SOURCE EXCERPT:
--- begin ---

Every three months, GOOD releases our quarterly magazine, which examines a given theme through our unique lens. Recent editions have covered topics like the impending global water crisis, the future of transportation, and the amazing rebuilding of New Orleans. This quarter's issue is about cities, spotlighting Los Angeles, and we'll be rolling out a variety of stories all month. You can subscribe to GOOD here.
Los Angeles has no business being a major city. That is to say, through the plain, unforgiving lens of physical geography, there simply isn’t enough water to quench the collective thirst of the roughly 10 million residents of Los Angeles County. If it weren’t for a handful of visionaries who imagined, planned, and built the L.A. Aqueduct—one of mankind’s most incredible civic work projects to date when it was built back in 1913—the Los Angeles we know and love today would never have been.
Though it’s a myth that the city inhabits a desert—technically it’s only a semi-arid region; and Spanish explorers chose to settle there because of the abundance of water and lush vegetation relative to the surrounding area—it didn’t take too long for the city to max out on its local water supply. By the turn of the 20th century, the city’s then 100,000 or so residents were already pushing up against the natural limits of the local water supply. In response, William Mulholland, a young engineer and superintendent of the Los Angeles Department of Water and Power, led projects that frantically built water mains, dug reservoirs, and tamed the once-wild Los Angeles River to tap it for every spare drop. But as the city grew at breakneck speed, Mulholland ran the numbers and foresaw chronic shortages, where even the wettest years would come up 10 percent short of the city’s water needs. When his exhaustive search for any local supply came up dry, Mulholland looked further afield.

--- end ---

Please continue the article above on Los Angeles and its water supply, starting right after its final sentence.

GIVEN ENTRIES:
--- begin ---

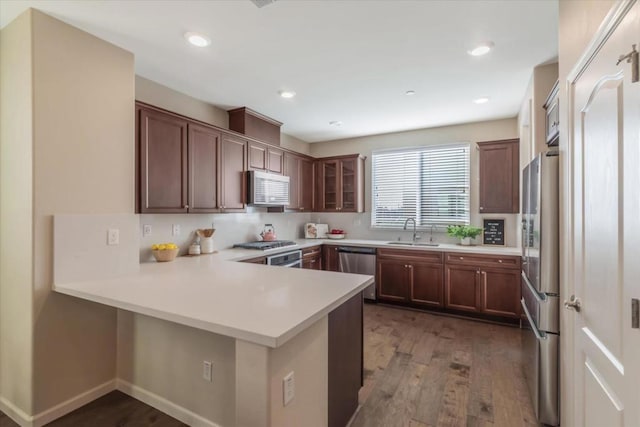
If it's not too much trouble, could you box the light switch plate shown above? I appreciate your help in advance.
[282,371,296,406]
[107,228,120,246]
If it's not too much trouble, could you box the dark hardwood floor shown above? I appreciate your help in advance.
[0,304,537,427]
[351,304,538,427]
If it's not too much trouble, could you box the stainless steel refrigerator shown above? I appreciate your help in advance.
[521,152,560,426]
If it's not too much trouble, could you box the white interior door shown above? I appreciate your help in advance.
[565,1,640,427]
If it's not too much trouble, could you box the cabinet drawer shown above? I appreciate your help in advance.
[302,246,322,258]
[445,252,520,269]
[378,249,443,264]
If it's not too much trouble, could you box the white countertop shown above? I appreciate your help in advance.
[54,239,520,347]
[54,254,373,347]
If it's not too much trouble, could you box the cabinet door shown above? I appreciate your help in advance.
[220,134,247,212]
[376,258,409,302]
[284,153,301,209]
[139,109,188,213]
[318,160,340,212]
[409,262,444,307]
[247,141,269,171]
[478,139,520,213]
[322,245,340,271]
[188,123,220,213]
[299,158,314,212]
[338,159,358,212]
[445,265,480,312]
[267,147,284,175]
[480,268,521,319]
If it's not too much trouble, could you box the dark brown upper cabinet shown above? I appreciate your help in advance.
[478,139,520,213]
[316,154,365,212]
[220,133,247,212]
[284,152,313,212]
[136,104,247,213]
[188,123,220,213]
[136,108,189,213]
[227,107,282,145]
[248,141,284,175]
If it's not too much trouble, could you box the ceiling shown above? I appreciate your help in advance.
[0,0,558,142]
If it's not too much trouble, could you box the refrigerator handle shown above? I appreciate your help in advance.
[520,271,547,302]
[520,298,547,341]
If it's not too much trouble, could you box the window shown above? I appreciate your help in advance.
[371,144,470,228]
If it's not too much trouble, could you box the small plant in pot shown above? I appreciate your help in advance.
[447,225,482,246]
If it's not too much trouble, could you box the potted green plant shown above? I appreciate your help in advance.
[447,225,482,246]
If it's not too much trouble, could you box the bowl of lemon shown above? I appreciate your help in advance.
[151,243,180,262]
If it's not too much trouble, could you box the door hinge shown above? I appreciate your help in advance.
[616,44,640,83]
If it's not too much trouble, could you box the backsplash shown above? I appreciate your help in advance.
[139,208,311,262]
[311,212,519,246]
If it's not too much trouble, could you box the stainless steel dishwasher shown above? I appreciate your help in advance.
[338,246,376,301]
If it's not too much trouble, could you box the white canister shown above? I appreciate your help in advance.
[200,237,213,254]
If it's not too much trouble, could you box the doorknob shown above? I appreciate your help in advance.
[564,295,581,312]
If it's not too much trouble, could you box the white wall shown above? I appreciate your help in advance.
[311,118,519,246]
[558,0,616,426]
[0,8,33,416]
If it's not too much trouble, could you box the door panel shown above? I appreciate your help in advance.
[189,123,220,213]
[563,1,640,427]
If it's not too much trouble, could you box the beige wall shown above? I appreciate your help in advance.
[33,10,134,414]
[136,76,310,154]
[558,0,616,426]
[311,118,519,246]
[118,310,235,426]
[0,12,33,415]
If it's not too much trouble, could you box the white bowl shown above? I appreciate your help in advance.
[327,233,345,240]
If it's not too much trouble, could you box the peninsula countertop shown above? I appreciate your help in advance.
[54,251,373,348]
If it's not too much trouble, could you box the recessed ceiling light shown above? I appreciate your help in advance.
[278,90,296,98]
[184,31,211,47]
[467,42,495,56]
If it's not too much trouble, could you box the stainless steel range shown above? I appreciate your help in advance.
[233,240,297,251]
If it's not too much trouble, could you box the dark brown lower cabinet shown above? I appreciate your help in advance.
[445,265,480,313]
[376,249,443,307]
[445,255,521,319]
[480,268,522,318]
[328,293,363,427]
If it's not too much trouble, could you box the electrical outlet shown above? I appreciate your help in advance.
[202,360,213,382]
[107,228,120,246]
[282,371,296,406]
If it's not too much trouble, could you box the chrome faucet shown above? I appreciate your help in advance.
[403,218,420,243]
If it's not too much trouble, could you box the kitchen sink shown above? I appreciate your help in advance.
[387,240,439,247]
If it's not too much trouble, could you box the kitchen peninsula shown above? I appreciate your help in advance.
[55,254,373,426]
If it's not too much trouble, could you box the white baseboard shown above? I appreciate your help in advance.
[0,396,33,427]
[116,379,221,427]
[0,379,116,427]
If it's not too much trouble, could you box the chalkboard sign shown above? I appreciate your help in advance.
[482,219,504,246]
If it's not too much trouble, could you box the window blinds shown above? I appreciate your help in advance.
[371,144,470,228]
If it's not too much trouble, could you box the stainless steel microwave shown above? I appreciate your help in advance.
[247,171,289,206]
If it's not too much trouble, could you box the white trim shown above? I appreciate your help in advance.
[116,378,221,427]
[0,379,116,427]
[567,0,637,83]
[0,396,33,427]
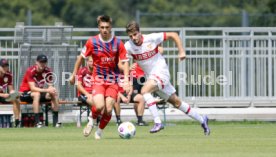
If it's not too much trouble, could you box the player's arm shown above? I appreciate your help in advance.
[166,32,186,60]
[77,81,90,96]
[28,82,49,93]
[69,55,83,85]
[120,61,132,95]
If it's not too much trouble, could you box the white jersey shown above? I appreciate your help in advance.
[125,33,168,76]
[125,33,175,97]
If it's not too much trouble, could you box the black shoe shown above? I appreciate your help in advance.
[136,121,149,126]
[116,120,122,126]
[14,121,21,128]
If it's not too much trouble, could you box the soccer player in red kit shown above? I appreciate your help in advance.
[77,56,93,106]
[70,15,131,139]
[19,54,60,128]
[0,59,20,127]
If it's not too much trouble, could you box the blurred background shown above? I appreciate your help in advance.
[0,0,276,28]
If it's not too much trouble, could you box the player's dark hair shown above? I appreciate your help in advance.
[97,15,112,25]
[126,21,140,33]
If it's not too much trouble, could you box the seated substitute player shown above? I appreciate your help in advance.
[77,56,100,137]
[125,21,210,135]
[77,56,93,106]
[0,59,20,127]
[19,54,61,128]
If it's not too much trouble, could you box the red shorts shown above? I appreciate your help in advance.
[92,84,119,100]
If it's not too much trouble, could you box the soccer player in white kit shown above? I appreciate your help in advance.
[125,21,210,135]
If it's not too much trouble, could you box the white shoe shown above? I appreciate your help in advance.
[55,122,62,128]
[36,122,43,128]
[95,131,102,140]
[83,117,94,137]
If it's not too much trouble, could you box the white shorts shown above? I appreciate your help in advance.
[148,74,176,101]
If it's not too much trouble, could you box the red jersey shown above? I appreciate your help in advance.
[0,71,12,93]
[19,65,52,92]
[77,66,93,95]
[130,63,145,78]
[81,34,128,82]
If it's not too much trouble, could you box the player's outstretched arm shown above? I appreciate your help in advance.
[166,32,186,60]
[69,55,83,85]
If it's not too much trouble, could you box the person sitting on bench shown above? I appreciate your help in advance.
[0,59,20,127]
[19,54,61,128]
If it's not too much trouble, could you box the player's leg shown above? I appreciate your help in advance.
[95,84,119,139]
[12,99,20,127]
[114,96,122,126]
[30,92,43,128]
[83,84,105,137]
[133,94,148,126]
[141,78,164,133]
[45,90,61,127]
[168,93,210,135]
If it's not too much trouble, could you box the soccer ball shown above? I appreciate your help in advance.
[118,122,136,139]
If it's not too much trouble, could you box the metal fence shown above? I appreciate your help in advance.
[0,27,276,107]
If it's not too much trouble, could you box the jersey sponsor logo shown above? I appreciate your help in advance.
[81,46,87,54]
[112,47,118,52]
[147,44,152,49]
[83,74,93,87]
[4,77,9,83]
[132,50,157,60]
[34,77,45,88]
[0,83,8,91]
[101,57,115,64]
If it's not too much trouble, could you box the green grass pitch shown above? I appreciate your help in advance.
[0,121,276,157]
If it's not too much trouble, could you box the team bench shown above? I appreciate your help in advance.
[0,100,89,126]
[0,100,168,126]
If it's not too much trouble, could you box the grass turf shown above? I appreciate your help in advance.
[0,122,276,157]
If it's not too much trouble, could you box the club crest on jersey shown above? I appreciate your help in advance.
[4,77,9,83]
[81,46,87,53]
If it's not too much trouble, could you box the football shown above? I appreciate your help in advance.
[118,122,136,139]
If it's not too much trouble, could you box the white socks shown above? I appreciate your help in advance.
[143,93,161,123]
[178,101,203,124]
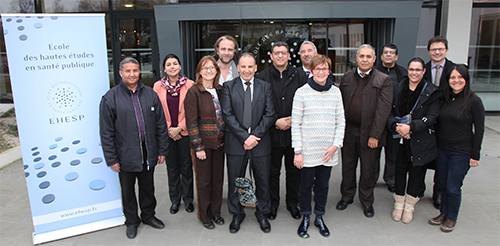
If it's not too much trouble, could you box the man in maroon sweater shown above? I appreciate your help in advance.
[336,44,392,218]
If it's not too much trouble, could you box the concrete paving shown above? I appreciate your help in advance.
[0,116,500,246]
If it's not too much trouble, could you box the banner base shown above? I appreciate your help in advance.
[33,216,125,245]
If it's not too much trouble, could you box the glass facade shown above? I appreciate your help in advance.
[191,20,364,82]
[468,8,500,92]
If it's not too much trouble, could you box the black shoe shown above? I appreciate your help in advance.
[212,216,224,225]
[125,225,137,239]
[266,208,278,220]
[288,206,300,220]
[314,215,330,237]
[297,215,311,238]
[186,203,194,213]
[255,212,271,233]
[387,185,396,193]
[336,200,352,210]
[363,206,375,218]
[170,203,179,214]
[144,217,165,229]
[229,214,246,233]
[203,221,215,230]
[432,194,441,209]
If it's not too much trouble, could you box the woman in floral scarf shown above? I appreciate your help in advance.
[153,54,194,214]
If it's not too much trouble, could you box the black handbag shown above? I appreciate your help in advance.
[234,155,257,207]
[392,83,427,138]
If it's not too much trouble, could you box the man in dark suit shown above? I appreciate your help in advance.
[257,41,307,220]
[375,43,408,193]
[221,53,276,233]
[422,36,455,209]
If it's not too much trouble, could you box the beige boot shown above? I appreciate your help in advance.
[392,193,405,221]
[402,194,420,224]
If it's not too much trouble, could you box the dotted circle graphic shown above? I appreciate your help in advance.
[89,179,106,190]
[35,162,45,170]
[42,194,56,204]
[69,160,81,166]
[51,161,61,168]
[38,181,50,189]
[91,157,103,164]
[64,172,78,181]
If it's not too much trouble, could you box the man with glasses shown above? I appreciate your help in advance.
[220,53,276,233]
[421,36,455,209]
[257,41,307,220]
[375,43,408,192]
[336,44,393,218]
[214,35,239,85]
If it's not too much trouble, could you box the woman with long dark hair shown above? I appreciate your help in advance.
[153,54,194,214]
[387,57,441,224]
[429,65,484,232]
[184,56,224,229]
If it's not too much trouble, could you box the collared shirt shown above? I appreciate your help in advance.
[356,67,373,78]
[240,76,255,133]
[240,76,255,102]
[431,59,446,85]
[217,61,234,85]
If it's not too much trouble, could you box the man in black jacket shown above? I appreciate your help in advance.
[257,41,307,220]
[375,43,408,192]
[422,36,455,209]
[99,57,168,239]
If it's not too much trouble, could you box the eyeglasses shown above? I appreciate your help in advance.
[273,51,288,56]
[408,68,424,72]
[314,67,330,73]
[429,48,446,52]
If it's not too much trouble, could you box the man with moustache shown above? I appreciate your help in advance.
[375,43,408,192]
[99,57,168,239]
[214,35,239,85]
[220,53,276,233]
[422,36,455,209]
[300,40,318,78]
[336,44,393,218]
[257,41,307,220]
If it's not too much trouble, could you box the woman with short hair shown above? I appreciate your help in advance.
[292,55,345,238]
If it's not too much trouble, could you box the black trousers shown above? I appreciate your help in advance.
[269,147,300,209]
[226,151,271,215]
[340,124,380,206]
[395,143,426,197]
[167,136,194,204]
[118,145,156,226]
[193,147,224,222]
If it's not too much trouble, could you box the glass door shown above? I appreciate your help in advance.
[110,10,162,87]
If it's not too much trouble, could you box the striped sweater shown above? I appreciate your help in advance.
[292,84,345,167]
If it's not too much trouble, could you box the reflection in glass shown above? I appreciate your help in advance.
[469,8,500,91]
[114,0,178,10]
[42,0,109,13]
[119,19,155,86]
[242,21,283,72]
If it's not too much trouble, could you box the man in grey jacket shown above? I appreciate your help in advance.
[99,57,168,239]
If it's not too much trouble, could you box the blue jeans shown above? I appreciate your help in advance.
[436,148,470,220]
[299,165,332,215]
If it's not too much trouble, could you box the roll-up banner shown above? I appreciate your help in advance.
[2,14,124,244]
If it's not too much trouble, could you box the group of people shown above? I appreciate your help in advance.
[100,35,484,238]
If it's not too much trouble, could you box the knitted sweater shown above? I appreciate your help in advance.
[292,84,345,167]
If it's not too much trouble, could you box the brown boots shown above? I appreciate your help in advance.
[392,193,405,222]
[401,194,420,224]
[392,193,420,224]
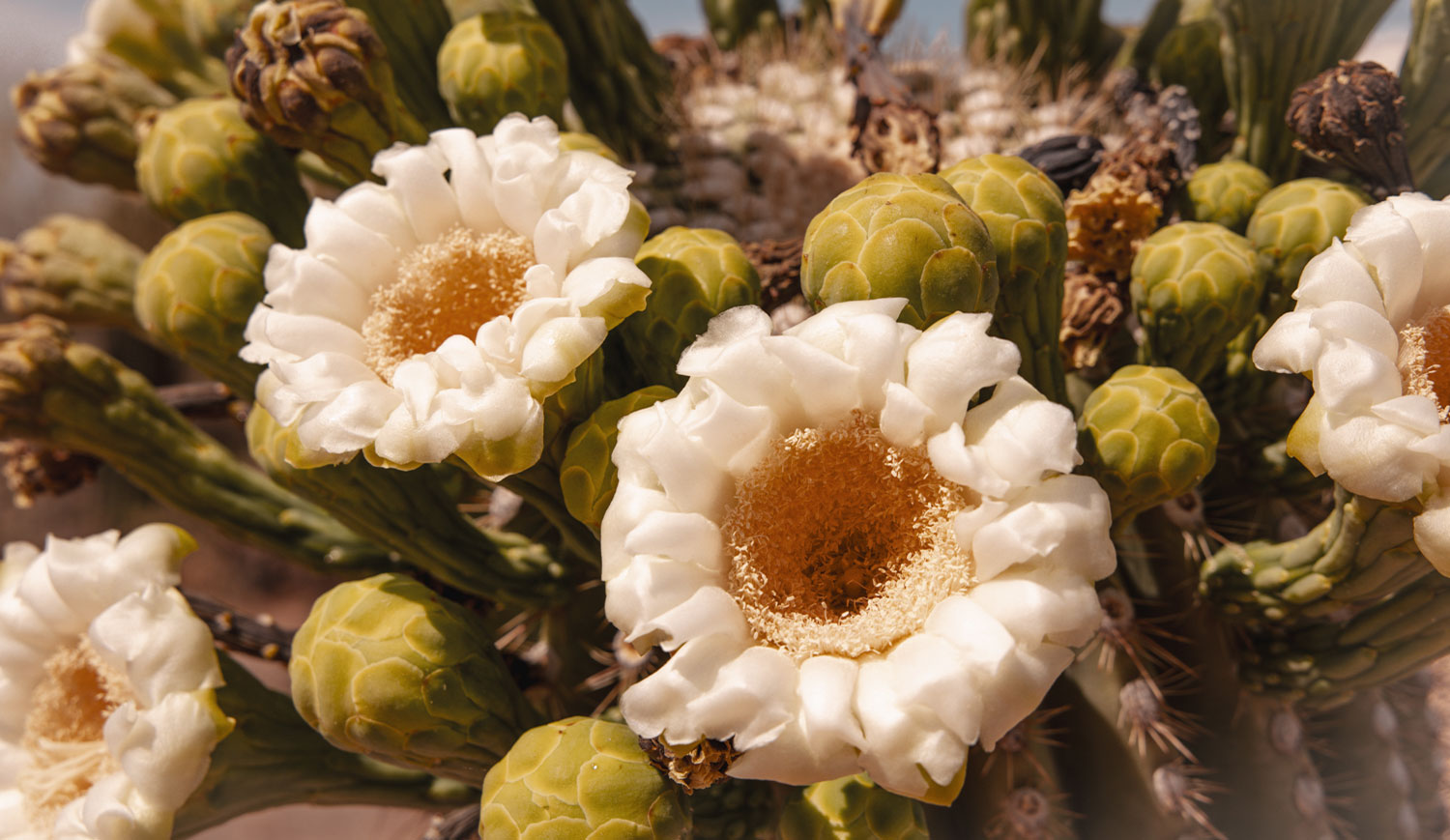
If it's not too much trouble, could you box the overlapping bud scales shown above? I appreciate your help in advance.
[287,574,534,785]
[226,0,426,182]
[136,98,307,244]
[11,57,176,190]
[1079,364,1218,525]
[780,774,928,840]
[800,173,1000,328]
[942,156,1067,402]
[438,12,568,133]
[0,214,145,327]
[559,385,676,530]
[620,228,760,391]
[1128,222,1264,382]
[135,214,273,399]
[1186,161,1273,234]
[478,716,690,840]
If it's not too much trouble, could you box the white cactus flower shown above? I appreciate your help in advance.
[602,299,1116,800]
[0,525,232,840]
[1255,193,1450,574]
[243,115,650,478]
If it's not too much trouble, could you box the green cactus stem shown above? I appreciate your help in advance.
[0,315,392,573]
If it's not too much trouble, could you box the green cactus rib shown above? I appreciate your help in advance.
[246,406,567,606]
[1214,0,1392,182]
[0,315,393,573]
[1400,0,1450,199]
[173,652,475,838]
[1200,489,1435,626]
[942,156,1067,405]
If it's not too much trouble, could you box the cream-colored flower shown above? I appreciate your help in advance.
[1255,193,1450,574]
[243,115,650,478]
[602,299,1116,799]
[0,525,232,840]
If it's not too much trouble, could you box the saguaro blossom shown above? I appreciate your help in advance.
[243,115,650,478]
[602,299,1116,800]
[0,525,232,840]
[1255,193,1450,574]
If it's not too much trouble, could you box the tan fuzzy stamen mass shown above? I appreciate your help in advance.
[724,412,977,661]
[17,637,136,831]
[362,228,534,382]
[1397,306,1450,422]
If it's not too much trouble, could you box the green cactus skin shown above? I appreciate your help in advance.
[559,385,675,531]
[620,228,760,391]
[287,573,536,785]
[1128,222,1266,382]
[1246,179,1371,319]
[0,315,393,573]
[478,716,690,840]
[135,214,273,399]
[136,98,309,248]
[1186,161,1273,234]
[438,12,568,135]
[942,156,1067,405]
[800,173,1000,328]
[1079,364,1218,528]
[780,774,927,840]
[0,214,145,330]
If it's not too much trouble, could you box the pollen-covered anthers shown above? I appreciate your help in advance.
[1118,678,1198,762]
[640,739,741,794]
[1153,759,1227,840]
[985,785,1073,840]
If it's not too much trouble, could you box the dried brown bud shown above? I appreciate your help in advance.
[1285,61,1415,200]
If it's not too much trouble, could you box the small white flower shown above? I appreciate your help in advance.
[243,115,650,478]
[602,299,1116,800]
[1255,193,1450,574]
[0,525,232,840]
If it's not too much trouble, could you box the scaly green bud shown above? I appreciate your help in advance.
[1078,364,1218,528]
[287,574,534,785]
[11,57,176,190]
[1188,161,1273,234]
[226,0,428,182]
[0,315,392,573]
[780,774,927,840]
[620,228,760,391]
[136,98,309,246]
[942,156,1067,405]
[438,12,568,135]
[0,215,145,330]
[559,385,675,531]
[1128,222,1264,382]
[136,214,273,399]
[478,716,690,840]
[800,173,998,328]
[1246,179,1371,324]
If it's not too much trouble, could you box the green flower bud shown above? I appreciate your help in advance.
[136,98,309,246]
[287,573,534,785]
[942,156,1067,402]
[480,716,690,840]
[136,214,273,399]
[11,57,176,190]
[1078,364,1218,525]
[438,12,568,133]
[1188,161,1273,234]
[226,0,428,182]
[620,228,760,391]
[1246,179,1371,322]
[559,385,675,530]
[0,215,145,328]
[1128,222,1264,382]
[780,774,927,840]
[800,173,998,328]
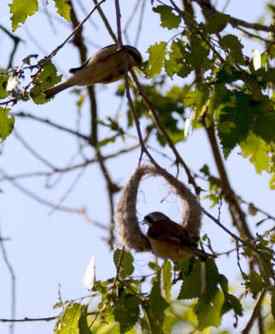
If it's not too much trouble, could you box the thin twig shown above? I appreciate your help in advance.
[93,0,117,43]
[12,111,89,142]
[242,290,266,334]
[0,229,16,334]
[130,70,200,195]
[40,0,106,64]
[115,0,123,48]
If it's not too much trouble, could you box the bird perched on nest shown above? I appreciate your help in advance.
[143,211,213,261]
[45,44,142,98]
[115,165,215,261]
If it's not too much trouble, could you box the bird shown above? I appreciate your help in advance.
[143,211,213,261]
[44,44,142,98]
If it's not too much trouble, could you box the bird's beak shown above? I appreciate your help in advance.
[141,218,150,225]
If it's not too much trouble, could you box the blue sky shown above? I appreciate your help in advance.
[0,0,275,334]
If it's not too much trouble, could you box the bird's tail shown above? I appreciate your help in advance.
[193,248,216,261]
[45,81,73,98]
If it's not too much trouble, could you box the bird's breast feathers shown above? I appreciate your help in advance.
[149,238,193,261]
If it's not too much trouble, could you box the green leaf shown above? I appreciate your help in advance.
[114,249,135,278]
[196,289,224,330]
[245,271,265,298]
[30,62,61,104]
[54,303,87,334]
[114,294,140,333]
[240,133,269,173]
[220,34,245,64]
[165,39,192,78]
[222,293,243,316]
[191,35,210,69]
[161,260,172,303]
[145,274,169,334]
[271,289,275,319]
[178,260,202,299]
[54,0,71,21]
[153,5,180,29]
[205,13,229,34]
[146,42,166,77]
[206,259,221,298]
[253,107,275,143]
[9,0,38,31]
[0,107,15,141]
[0,71,9,99]
[214,90,254,158]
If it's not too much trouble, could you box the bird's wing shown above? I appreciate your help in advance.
[148,221,196,247]
[69,60,89,73]
[70,44,120,73]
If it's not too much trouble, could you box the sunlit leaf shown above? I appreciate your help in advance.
[9,0,38,31]
[114,294,139,333]
[153,5,180,29]
[240,133,269,173]
[205,13,229,34]
[54,0,71,21]
[30,62,61,104]
[54,303,86,334]
[220,34,245,64]
[114,249,134,278]
[0,108,15,141]
[146,42,166,77]
[196,289,224,330]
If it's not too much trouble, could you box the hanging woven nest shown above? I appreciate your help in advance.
[115,165,201,252]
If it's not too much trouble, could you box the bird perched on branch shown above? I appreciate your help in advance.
[143,211,213,261]
[45,44,142,98]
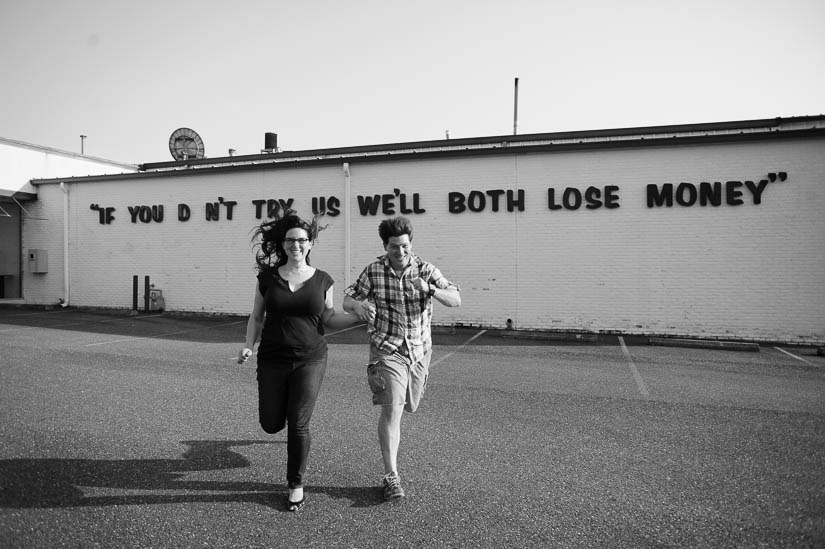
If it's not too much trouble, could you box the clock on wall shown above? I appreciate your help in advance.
[169,128,204,160]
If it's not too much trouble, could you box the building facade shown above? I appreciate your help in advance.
[12,116,825,344]
[0,138,137,303]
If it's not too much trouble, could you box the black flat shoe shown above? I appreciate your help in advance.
[286,498,306,513]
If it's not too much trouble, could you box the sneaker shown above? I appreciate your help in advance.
[384,473,404,501]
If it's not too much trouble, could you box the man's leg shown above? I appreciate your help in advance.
[378,404,404,475]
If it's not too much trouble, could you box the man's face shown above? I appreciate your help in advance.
[384,234,412,270]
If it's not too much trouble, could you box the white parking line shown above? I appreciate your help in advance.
[430,330,487,367]
[84,320,246,347]
[619,336,650,396]
[774,347,819,368]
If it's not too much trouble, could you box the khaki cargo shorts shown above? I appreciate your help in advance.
[367,344,432,412]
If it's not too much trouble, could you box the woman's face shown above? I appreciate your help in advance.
[284,227,312,262]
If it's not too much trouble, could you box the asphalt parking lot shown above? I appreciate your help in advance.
[0,307,825,548]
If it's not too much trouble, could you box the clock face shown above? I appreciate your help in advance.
[169,128,204,160]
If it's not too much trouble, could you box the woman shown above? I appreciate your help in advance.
[238,210,359,511]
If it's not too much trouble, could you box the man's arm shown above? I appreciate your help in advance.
[428,284,461,307]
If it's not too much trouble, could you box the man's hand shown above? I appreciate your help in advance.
[355,301,375,324]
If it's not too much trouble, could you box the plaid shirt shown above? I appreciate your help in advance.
[344,255,455,362]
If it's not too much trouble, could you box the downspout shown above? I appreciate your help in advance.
[60,181,69,307]
[344,162,352,288]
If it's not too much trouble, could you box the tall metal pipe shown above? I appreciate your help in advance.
[513,77,518,135]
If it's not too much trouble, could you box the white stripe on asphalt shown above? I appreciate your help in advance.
[619,336,649,396]
[774,347,819,368]
[430,330,487,366]
[84,320,246,347]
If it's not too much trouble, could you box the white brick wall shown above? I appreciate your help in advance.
[24,140,825,342]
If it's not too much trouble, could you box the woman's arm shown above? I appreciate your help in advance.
[238,285,266,363]
[321,286,361,330]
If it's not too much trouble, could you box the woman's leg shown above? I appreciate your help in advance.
[258,366,289,434]
[286,351,327,488]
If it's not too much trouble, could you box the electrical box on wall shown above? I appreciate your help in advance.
[29,248,49,273]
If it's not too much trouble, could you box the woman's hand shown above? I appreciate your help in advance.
[238,347,252,364]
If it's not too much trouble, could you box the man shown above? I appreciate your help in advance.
[343,216,461,500]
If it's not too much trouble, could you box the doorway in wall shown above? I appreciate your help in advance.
[0,199,23,299]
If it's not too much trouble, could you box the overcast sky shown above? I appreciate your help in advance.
[0,0,825,163]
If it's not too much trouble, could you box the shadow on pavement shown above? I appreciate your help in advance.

--- end ---

FINAL RESULT:
An old boss pointed him toward the Sierra Nevadas. Frederick Eaton, the one-time mayor of Los Angeles who had appointed Mulholland as LADWP superintendent, had discovered the Owens River Valley on a camping trip a few years earlier, and brought Mulholland back. The engineer was convinced: The Owens River, gushing out of the Eastern Sierra, would supply Los Angeles with water. That the valley was more than 200 miles from Los Angeles was seen as nothing more than an engineering challenge.
While Eaton, ever the entrepreneur, was buying up land and water rights in the valley (to eventually sell back to the city), Mulholland was developing a plan for a massive aqueduct to usher the water from the foot of the Sierra to the coast. He needed $25 million to build it. The public would have to be convinced, and so he brought Harrison Gray Otis, publisher of the Los Angeles Times, on board to win the hearts and minds of Angelenos. Headlines like “Titanic Project to Give City a River” (July 29, 1905) helped secure a landslide vote to fund the aqueduct with public bonds.
Five years, $22.5 million dollars, 142 tunnels, 43 lives, and 226 miles later, the Los Angeles Aqueduct was complete. At the opening ceremony, Mulholland’s comments were brief: “This rude platform is an altar, and on it we are here consecrating this water supply and dedicating the Aqueduct to you and your children and your children’s children—for all time.”
He then turned to the mayor and said, “There it is. … Take it.”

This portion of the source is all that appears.